THE EXERCISE: Find every line in the rows below that contains the word "fish", and copy each of those lines.

Records from a collection:
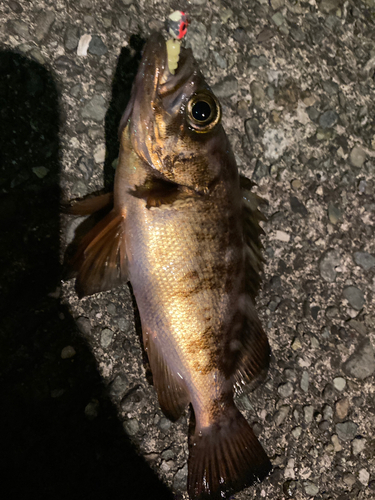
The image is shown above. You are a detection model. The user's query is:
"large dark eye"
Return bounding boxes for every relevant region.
[187,91,221,132]
[191,101,212,122]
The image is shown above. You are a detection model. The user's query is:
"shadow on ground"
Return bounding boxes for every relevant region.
[0,47,172,500]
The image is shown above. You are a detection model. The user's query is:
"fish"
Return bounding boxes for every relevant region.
[70,32,272,500]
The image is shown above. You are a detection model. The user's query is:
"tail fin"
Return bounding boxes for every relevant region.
[188,403,272,500]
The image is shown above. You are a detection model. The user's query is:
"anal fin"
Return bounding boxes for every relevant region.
[143,334,190,422]
[68,210,128,297]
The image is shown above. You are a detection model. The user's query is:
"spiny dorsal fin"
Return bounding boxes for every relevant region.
[188,402,272,500]
[69,210,128,297]
[143,333,190,422]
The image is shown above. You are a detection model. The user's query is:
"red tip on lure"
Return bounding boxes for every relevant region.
[166,10,189,40]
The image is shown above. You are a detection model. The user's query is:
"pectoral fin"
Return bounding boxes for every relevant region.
[143,333,190,422]
[69,210,128,297]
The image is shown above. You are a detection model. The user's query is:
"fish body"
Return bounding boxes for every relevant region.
[72,34,271,499]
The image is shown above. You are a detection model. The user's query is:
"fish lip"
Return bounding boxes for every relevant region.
[143,32,198,102]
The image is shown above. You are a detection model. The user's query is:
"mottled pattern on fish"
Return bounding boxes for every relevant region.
[67,34,271,499]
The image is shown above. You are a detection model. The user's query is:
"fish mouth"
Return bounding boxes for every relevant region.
[118,32,199,142]
[137,33,198,113]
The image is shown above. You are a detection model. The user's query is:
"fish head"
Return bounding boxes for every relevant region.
[120,33,234,193]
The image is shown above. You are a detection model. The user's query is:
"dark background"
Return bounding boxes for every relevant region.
[0,45,172,499]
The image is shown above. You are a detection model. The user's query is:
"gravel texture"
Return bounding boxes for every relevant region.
[0,0,375,500]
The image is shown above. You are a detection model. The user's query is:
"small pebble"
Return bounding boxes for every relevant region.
[277,382,293,398]
[303,405,314,424]
[323,405,333,421]
[274,405,290,426]
[94,144,105,163]
[303,481,319,497]
[328,203,342,225]
[88,35,108,56]
[291,179,302,191]
[109,373,129,397]
[77,34,91,57]
[319,248,341,283]
[354,252,375,271]
[335,420,358,441]
[352,437,366,455]
[331,434,342,453]
[343,339,375,380]
[61,345,76,359]
[291,337,302,351]
[300,371,309,392]
[85,399,99,420]
[81,95,107,122]
[292,426,302,439]
[335,398,349,420]
[100,328,113,349]
[358,469,370,486]
[32,167,49,179]
[275,231,290,243]
[349,146,366,168]
[333,377,346,392]
[319,109,338,129]
[343,472,357,488]
[123,418,139,436]
[342,286,365,311]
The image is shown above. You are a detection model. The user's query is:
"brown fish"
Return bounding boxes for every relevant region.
[67,33,271,499]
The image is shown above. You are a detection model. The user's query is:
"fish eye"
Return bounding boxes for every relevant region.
[191,101,212,123]
[187,93,221,132]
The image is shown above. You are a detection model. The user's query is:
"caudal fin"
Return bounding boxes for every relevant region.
[188,404,272,500]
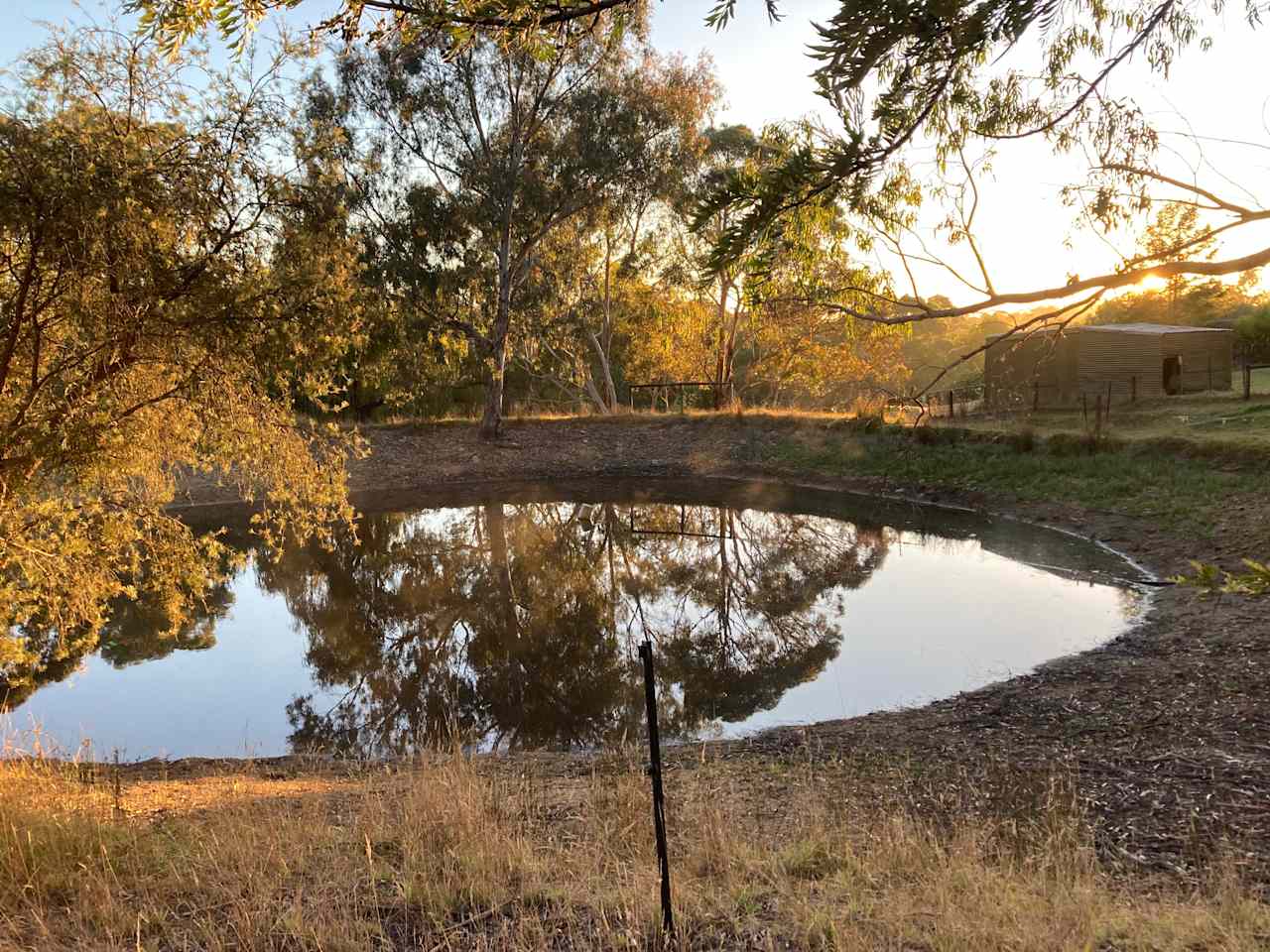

OUTPUT OF THE EXERCISE:
"fish"
"fish body"
"fish lip"
"mottled pattern on fish"
"fish mouth"
"fish head"
"brown fish"
"fish eye"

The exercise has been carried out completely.